** THE TASK **
Set the listing down again, exactly as it stands below.

DATA SUPPLIED START

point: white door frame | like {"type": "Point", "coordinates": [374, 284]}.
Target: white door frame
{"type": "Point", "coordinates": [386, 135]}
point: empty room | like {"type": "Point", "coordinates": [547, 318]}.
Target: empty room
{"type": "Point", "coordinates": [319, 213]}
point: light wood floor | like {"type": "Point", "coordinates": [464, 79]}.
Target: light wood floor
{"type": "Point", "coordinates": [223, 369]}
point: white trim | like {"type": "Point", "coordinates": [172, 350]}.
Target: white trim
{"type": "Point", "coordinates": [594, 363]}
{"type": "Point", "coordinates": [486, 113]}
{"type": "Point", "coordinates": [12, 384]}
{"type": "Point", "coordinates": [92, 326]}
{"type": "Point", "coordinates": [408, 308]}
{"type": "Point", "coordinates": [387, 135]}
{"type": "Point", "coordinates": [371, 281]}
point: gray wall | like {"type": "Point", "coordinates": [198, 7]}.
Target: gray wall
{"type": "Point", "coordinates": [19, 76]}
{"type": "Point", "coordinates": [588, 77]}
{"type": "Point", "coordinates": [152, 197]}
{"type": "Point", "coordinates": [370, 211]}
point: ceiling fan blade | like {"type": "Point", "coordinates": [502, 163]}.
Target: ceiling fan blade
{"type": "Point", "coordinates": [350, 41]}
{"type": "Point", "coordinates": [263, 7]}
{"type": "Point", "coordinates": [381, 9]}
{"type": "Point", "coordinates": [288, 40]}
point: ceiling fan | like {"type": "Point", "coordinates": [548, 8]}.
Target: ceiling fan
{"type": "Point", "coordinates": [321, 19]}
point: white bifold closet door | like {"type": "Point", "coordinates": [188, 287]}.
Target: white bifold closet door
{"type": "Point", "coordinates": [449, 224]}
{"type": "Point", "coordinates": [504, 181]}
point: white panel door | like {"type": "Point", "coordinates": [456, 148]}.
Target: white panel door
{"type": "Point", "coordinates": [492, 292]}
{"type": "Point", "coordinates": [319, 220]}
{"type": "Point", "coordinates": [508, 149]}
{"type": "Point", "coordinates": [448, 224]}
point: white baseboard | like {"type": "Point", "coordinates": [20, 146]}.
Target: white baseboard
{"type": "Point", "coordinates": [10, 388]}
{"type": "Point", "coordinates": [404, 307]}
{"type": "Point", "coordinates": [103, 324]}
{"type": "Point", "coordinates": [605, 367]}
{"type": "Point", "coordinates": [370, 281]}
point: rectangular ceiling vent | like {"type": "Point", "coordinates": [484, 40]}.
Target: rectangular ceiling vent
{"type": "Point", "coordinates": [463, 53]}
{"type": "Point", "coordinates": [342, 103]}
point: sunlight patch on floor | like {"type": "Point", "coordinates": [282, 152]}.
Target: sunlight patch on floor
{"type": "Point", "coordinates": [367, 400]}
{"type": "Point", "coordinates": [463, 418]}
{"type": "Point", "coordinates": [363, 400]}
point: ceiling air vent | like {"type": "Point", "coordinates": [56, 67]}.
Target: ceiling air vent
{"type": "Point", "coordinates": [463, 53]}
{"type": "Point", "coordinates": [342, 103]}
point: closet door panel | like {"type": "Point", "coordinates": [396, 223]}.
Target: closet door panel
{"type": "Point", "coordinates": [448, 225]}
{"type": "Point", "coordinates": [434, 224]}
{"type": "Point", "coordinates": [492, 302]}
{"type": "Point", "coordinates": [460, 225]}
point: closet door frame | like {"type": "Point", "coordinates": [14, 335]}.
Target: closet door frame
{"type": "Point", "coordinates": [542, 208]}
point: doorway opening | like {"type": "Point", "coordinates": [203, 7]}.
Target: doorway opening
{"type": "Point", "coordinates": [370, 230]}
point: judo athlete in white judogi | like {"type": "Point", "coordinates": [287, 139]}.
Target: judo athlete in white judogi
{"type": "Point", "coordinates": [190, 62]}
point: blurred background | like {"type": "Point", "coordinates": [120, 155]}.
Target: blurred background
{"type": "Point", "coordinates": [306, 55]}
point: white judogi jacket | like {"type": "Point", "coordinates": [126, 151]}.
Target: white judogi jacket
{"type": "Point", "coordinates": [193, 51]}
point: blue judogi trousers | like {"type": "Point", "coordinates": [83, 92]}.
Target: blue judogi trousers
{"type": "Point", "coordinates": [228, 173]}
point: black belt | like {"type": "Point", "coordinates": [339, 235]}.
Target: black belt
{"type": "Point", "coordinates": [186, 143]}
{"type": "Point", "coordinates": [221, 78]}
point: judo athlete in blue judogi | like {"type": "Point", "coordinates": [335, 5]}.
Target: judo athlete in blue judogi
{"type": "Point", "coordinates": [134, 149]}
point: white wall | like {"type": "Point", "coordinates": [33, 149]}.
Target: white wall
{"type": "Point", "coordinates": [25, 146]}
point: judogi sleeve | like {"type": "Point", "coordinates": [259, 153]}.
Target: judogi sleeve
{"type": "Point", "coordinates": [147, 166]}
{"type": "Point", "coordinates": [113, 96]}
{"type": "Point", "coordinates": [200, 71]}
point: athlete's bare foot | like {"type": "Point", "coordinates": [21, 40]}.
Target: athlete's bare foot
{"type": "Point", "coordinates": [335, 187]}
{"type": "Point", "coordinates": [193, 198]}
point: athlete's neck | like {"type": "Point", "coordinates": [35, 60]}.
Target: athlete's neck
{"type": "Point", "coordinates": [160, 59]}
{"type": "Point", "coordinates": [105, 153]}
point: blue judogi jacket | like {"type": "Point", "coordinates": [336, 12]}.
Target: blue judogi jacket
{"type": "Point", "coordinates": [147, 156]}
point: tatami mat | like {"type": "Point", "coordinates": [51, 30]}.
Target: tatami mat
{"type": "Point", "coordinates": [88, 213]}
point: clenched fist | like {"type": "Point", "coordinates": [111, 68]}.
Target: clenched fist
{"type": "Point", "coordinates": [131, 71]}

DATA SUPPLIED END

** SOLUTION BELOW **
point: white door frame | like {"type": "Point", "coordinates": [374, 284]}.
Target: white door frame
{"type": "Point", "coordinates": [386, 135]}
point: empty room | like {"type": "Point", "coordinates": [547, 318]}.
Target: empty room
{"type": "Point", "coordinates": [319, 213]}
point: light wood floor | like {"type": "Point", "coordinates": [464, 79]}.
Target: light wood floor
{"type": "Point", "coordinates": [223, 369]}
point: white trim | like {"type": "Point", "coordinates": [172, 350]}.
Target: white trim
{"type": "Point", "coordinates": [594, 363]}
{"type": "Point", "coordinates": [486, 113]}
{"type": "Point", "coordinates": [12, 384]}
{"type": "Point", "coordinates": [92, 326]}
{"type": "Point", "coordinates": [408, 308]}
{"type": "Point", "coordinates": [387, 135]}
{"type": "Point", "coordinates": [371, 281]}
point: gray wall | like {"type": "Point", "coordinates": [198, 7]}.
Target: gray wall
{"type": "Point", "coordinates": [19, 76]}
{"type": "Point", "coordinates": [588, 77]}
{"type": "Point", "coordinates": [152, 197]}
{"type": "Point", "coordinates": [370, 211]}
point: ceiling fan blade | like {"type": "Point", "coordinates": [502, 163]}.
Target: ceiling fan blade
{"type": "Point", "coordinates": [350, 41]}
{"type": "Point", "coordinates": [263, 7]}
{"type": "Point", "coordinates": [381, 9]}
{"type": "Point", "coordinates": [288, 40]}
point: ceiling fan | like {"type": "Point", "coordinates": [548, 8]}.
Target: ceiling fan
{"type": "Point", "coordinates": [321, 19]}
point: white bifold closet door | like {"type": "Point", "coordinates": [188, 287]}.
Target: white bifold closet door
{"type": "Point", "coordinates": [449, 224]}
{"type": "Point", "coordinates": [504, 181]}
point: white panel door | like {"type": "Point", "coordinates": [456, 148]}.
Target: white panel door
{"type": "Point", "coordinates": [492, 292]}
{"type": "Point", "coordinates": [319, 220]}
{"type": "Point", "coordinates": [508, 149]}
{"type": "Point", "coordinates": [448, 224]}
point: white baseboard | like {"type": "Point", "coordinates": [20, 146]}.
Target: white baseboard
{"type": "Point", "coordinates": [10, 388]}
{"type": "Point", "coordinates": [404, 307]}
{"type": "Point", "coordinates": [103, 324]}
{"type": "Point", "coordinates": [605, 367]}
{"type": "Point", "coordinates": [370, 281]}
point: rectangular ceiling vent | like {"type": "Point", "coordinates": [484, 40]}.
Target: rectangular ceiling vent
{"type": "Point", "coordinates": [463, 53]}
{"type": "Point", "coordinates": [342, 103]}
point: sunlight patch on floor | like {"type": "Point", "coordinates": [282, 152]}.
Target: sunlight patch on floor
{"type": "Point", "coordinates": [367, 400]}
{"type": "Point", "coordinates": [463, 418]}
{"type": "Point", "coordinates": [363, 400]}
point: ceiling air vent | like {"type": "Point", "coordinates": [56, 67]}.
Target: ceiling air vent
{"type": "Point", "coordinates": [463, 53]}
{"type": "Point", "coordinates": [342, 103]}
point: closet door panel | like {"type": "Point", "coordinates": [396, 223]}.
Target: closet door panel
{"type": "Point", "coordinates": [448, 225]}
{"type": "Point", "coordinates": [434, 224]}
{"type": "Point", "coordinates": [492, 302]}
{"type": "Point", "coordinates": [460, 225]}
point: closet door frame | like {"type": "Point", "coordinates": [14, 335]}.
Target: closet door frame
{"type": "Point", "coordinates": [542, 208]}
point: doorway opening | like {"type": "Point", "coordinates": [203, 7]}.
Target: doorway opening
{"type": "Point", "coordinates": [370, 230]}
point: judo athlete in white judogi | like {"type": "Point", "coordinates": [287, 139]}.
Target: judo athlete in white judogi
{"type": "Point", "coordinates": [190, 62]}
point: blurred background | like {"type": "Point", "coordinates": [120, 155]}.
Target: blurred background
{"type": "Point", "coordinates": [306, 55]}
point: white judogi jacket | like {"type": "Point", "coordinates": [126, 151]}.
Target: white judogi jacket
{"type": "Point", "coordinates": [193, 51]}
point: blue judogi trousers | like {"type": "Point", "coordinates": [83, 92]}.
Target: blue judogi trousers
{"type": "Point", "coordinates": [228, 173]}
point: black belt | like {"type": "Point", "coordinates": [339, 235]}.
Target: black belt
{"type": "Point", "coordinates": [186, 143]}
{"type": "Point", "coordinates": [221, 78]}
point: judo athlete in blue judogi | like {"type": "Point", "coordinates": [335, 5]}.
Target: judo athlete in blue judogi
{"type": "Point", "coordinates": [134, 149]}
point: white wall | like {"type": "Point", "coordinates": [33, 149]}.
Target: white wall
{"type": "Point", "coordinates": [25, 146]}
point: judogi sleeve | like {"type": "Point", "coordinates": [259, 153]}.
Target: judogi sleeve
{"type": "Point", "coordinates": [147, 166]}
{"type": "Point", "coordinates": [113, 96]}
{"type": "Point", "coordinates": [200, 71]}
point: athlete's bare foot | like {"type": "Point", "coordinates": [21, 40]}.
Target: athlete's bare foot
{"type": "Point", "coordinates": [335, 187]}
{"type": "Point", "coordinates": [193, 198]}
point: athlete's neck | like {"type": "Point", "coordinates": [35, 60]}.
Target: athlete's neck
{"type": "Point", "coordinates": [160, 59]}
{"type": "Point", "coordinates": [105, 153]}
point: blue judogi jacket | like {"type": "Point", "coordinates": [336, 12]}.
Target: blue judogi jacket
{"type": "Point", "coordinates": [147, 156]}
point: tatami mat | like {"type": "Point", "coordinates": [51, 30]}.
Target: tatami mat
{"type": "Point", "coordinates": [88, 213]}
point: clenched fist | like {"type": "Point", "coordinates": [111, 68]}.
Target: clenched fist
{"type": "Point", "coordinates": [131, 71]}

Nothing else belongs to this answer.